[TASK TO CARRY OUT]
The range to reproduce runs from the line containing "Please examine the picture and locate every faucet" through the last line of the listing below; give exactly those lines and no others.

━━━━━━━━

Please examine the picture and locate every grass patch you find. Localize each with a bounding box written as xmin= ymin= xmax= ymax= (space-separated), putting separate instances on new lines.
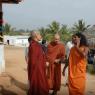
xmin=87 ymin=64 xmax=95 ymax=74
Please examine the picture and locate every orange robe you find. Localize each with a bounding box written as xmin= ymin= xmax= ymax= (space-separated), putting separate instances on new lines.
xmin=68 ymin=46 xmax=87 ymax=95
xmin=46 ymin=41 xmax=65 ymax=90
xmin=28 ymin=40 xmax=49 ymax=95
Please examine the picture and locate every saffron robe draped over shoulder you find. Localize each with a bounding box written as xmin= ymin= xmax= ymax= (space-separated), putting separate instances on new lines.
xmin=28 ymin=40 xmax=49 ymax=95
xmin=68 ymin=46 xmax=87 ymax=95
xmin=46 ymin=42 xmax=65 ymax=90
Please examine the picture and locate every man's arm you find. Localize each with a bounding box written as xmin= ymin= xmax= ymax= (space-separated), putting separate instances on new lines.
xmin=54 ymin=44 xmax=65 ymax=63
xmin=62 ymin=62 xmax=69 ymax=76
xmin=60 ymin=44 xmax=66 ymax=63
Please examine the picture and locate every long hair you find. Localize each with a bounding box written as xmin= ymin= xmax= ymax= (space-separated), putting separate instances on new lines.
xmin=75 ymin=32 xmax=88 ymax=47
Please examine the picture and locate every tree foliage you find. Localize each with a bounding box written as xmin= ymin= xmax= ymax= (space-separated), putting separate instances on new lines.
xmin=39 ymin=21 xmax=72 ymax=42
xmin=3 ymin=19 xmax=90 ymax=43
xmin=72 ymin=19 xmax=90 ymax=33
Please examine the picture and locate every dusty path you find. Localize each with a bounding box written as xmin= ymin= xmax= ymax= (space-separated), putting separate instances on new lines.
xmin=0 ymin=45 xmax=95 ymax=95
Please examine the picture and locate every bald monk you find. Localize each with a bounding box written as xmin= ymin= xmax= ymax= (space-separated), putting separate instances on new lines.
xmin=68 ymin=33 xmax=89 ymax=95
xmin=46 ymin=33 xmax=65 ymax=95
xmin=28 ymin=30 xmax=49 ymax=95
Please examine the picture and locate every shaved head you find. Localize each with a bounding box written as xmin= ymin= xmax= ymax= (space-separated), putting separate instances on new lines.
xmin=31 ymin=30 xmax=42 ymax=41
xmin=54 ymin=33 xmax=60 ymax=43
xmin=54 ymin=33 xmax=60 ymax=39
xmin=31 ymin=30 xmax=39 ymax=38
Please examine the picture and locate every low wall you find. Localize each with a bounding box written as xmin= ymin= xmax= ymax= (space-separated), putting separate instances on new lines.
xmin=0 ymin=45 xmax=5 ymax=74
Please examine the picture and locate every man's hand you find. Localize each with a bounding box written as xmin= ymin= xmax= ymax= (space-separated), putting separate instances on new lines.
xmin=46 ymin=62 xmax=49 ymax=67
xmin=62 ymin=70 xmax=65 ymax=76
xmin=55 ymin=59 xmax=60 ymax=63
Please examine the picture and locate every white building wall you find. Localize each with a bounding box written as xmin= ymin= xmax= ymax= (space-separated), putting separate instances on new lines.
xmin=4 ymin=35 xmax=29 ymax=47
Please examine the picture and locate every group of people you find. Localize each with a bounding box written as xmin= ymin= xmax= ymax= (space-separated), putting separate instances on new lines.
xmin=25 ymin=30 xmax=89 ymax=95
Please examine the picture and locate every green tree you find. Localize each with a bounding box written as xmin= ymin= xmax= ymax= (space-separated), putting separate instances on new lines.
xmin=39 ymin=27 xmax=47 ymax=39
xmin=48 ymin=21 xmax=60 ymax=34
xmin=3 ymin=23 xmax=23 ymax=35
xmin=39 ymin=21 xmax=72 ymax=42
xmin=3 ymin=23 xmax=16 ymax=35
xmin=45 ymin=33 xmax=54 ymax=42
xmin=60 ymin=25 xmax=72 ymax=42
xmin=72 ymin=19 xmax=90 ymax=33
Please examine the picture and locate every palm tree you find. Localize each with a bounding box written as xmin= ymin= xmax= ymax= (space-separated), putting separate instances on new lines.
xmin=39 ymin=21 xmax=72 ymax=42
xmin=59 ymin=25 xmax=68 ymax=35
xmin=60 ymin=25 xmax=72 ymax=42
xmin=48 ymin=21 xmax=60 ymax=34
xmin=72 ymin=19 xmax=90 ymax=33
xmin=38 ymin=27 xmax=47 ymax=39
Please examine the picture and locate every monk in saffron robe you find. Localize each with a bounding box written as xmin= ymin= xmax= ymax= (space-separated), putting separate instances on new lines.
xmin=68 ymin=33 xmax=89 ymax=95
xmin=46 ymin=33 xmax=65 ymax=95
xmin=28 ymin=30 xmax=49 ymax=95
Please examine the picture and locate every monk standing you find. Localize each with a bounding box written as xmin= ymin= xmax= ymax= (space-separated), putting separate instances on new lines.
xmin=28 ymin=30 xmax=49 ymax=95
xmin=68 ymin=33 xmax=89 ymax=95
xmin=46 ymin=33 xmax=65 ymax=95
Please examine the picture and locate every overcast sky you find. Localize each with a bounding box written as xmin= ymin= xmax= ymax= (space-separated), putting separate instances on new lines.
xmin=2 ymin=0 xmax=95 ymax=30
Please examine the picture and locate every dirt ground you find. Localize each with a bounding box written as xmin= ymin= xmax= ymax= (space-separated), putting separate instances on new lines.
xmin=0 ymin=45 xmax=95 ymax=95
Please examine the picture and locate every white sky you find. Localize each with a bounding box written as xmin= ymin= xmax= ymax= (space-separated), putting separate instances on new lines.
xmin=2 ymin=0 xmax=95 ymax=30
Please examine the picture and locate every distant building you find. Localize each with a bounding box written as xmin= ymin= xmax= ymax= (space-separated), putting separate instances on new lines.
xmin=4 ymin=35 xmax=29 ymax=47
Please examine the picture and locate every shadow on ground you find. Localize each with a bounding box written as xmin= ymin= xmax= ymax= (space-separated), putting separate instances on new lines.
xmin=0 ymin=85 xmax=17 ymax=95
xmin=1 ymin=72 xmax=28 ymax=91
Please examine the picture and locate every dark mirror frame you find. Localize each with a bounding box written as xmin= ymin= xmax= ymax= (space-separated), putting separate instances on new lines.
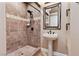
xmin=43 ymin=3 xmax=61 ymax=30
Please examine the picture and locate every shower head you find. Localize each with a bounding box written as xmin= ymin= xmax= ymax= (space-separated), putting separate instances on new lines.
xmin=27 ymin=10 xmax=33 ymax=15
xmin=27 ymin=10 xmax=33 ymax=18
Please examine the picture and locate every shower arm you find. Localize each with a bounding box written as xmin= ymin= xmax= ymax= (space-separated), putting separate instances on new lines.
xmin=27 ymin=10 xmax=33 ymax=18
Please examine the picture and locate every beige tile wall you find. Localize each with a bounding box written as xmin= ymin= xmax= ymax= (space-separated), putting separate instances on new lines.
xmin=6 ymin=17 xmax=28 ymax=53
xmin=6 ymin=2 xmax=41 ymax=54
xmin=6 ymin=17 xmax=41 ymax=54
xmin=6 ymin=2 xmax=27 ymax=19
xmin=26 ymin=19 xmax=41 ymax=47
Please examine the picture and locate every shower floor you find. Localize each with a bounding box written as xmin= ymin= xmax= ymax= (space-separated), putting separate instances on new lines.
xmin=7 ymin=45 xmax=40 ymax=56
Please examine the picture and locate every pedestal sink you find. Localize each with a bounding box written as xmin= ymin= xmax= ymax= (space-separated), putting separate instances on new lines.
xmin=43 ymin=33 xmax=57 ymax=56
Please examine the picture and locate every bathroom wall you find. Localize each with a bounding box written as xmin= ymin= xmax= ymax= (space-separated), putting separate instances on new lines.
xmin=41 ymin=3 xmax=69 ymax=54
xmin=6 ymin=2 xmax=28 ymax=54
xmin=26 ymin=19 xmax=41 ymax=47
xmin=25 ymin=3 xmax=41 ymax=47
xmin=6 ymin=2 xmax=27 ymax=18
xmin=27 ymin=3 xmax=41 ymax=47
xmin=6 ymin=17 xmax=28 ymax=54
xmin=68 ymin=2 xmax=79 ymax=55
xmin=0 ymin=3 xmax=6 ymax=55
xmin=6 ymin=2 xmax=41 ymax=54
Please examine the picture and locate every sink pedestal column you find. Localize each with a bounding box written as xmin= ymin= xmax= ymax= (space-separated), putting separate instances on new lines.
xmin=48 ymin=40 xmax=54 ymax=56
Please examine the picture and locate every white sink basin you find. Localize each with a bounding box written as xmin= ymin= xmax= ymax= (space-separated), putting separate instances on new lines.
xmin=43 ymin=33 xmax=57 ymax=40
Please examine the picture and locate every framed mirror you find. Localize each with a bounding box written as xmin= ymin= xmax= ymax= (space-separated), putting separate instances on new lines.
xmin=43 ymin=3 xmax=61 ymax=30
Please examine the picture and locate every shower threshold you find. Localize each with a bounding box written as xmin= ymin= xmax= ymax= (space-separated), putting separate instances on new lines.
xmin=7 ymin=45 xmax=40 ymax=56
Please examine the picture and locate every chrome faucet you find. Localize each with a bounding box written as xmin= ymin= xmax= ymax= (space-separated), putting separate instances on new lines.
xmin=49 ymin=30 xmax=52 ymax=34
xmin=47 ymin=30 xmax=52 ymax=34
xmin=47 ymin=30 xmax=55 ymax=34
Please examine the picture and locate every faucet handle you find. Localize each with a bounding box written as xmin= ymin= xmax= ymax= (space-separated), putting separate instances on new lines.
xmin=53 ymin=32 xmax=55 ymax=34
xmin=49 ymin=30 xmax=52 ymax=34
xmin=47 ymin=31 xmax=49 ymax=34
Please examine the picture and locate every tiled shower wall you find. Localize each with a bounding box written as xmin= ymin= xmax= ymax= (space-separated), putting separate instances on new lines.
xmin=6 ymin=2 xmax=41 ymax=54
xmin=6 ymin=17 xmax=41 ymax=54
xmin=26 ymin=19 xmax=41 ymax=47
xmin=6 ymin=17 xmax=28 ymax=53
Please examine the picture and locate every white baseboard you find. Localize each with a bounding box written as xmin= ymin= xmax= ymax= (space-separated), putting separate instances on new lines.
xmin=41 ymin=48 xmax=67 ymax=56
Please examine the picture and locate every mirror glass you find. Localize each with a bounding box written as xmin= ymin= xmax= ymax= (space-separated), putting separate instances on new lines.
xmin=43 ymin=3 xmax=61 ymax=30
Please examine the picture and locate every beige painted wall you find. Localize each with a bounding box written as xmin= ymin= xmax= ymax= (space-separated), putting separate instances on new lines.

━━━━━━━━

[RESPONSE AREA]
Please examine the picture and locate every faucet handle you find. Localize each with a bounding box written as xmin= ymin= xmax= ymax= (space-separated), putting separate instances on new lines.
xmin=53 ymin=32 xmax=55 ymax=34
xmin=49 ymin=30 xmax=52 ymax=34
xmin=47 ymin=31 xmax=49 ymax=34
Please examine the picture and locate every tiled shower wall you find. Localize each with a bounding box written as xmin= ymin= xmax= ymax= (space-separated), putting separate instances on new lines.
xmin=6 ymin=2 xmax=41 ymax=54
xmin=6 ymin=17 xmax=41 ymax=54
xmin=26 ymin=19 xmax=41 ymax=47
xmin=6 ymin=17 xmax=28 ymax=53
Please examine the picture and locate every white baseboard you find. Localize each with a bounding box written as xmin= ymin= xmax= ymax= (space-separated), putting separate instances on new lines.
xmin=41 ymin=48 xmax=67 ymax=56
Please examine the picture and locate every mirror glass you find. Localize each with a bounding box written as xmin= ymin= xmax= ymax= (space-separated), putting separate instances on new lines.
xmin=43 ymin=3 xmax=61 ymax=30
Please examine the picture and locate every beige painted wall you find. Localize each with a bounding box written as xmin= ymin= xmax= ymax= (space-separated), putting separate instances on new lines.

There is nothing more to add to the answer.